## [Task instructions]
Reproduce, word for word, the lines in the entries below that run from the line containing "in black jacket." through the line containing "column 338, row 535", including both of those lines.

## [Provided entries]
:::::

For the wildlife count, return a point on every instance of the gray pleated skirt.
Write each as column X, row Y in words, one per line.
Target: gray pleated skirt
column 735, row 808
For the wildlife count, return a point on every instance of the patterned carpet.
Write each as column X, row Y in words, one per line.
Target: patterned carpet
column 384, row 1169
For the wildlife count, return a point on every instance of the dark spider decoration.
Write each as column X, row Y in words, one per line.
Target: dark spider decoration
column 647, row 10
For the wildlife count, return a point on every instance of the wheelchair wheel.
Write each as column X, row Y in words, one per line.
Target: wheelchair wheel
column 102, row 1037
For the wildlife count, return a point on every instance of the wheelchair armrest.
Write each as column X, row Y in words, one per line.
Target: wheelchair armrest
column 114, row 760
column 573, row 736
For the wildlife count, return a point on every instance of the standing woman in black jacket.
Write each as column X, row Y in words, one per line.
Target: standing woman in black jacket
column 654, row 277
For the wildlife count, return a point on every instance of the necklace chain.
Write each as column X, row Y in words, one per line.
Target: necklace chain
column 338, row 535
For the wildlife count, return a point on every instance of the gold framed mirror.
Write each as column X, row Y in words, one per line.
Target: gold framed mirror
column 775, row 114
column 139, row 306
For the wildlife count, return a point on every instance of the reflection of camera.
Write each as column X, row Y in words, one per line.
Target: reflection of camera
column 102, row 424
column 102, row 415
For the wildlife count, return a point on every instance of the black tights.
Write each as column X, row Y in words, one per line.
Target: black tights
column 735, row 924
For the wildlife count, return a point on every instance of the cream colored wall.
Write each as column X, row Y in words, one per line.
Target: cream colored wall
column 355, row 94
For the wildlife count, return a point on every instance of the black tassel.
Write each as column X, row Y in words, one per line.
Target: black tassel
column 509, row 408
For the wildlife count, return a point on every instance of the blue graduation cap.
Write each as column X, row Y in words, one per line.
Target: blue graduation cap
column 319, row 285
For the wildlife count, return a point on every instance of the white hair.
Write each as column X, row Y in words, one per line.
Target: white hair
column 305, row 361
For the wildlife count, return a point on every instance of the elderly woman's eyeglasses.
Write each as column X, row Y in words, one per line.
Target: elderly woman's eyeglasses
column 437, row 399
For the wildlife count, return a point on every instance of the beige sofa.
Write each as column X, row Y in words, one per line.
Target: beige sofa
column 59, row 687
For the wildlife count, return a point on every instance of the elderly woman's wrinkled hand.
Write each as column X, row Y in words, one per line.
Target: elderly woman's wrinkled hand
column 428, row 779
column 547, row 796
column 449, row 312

:::::

## [Task output]
For the wildlife count, return a point on every instance of the standing woman in black jacket.
Write each as column X, row Y in words, one per line.
Target: standing woman in black jacket
column 654, row 277
For the wildlife count, return a point on every instance of the necklace chain.
Write each as column X, row Y in words, one per line.
Target: necklace chain
column 338, row 535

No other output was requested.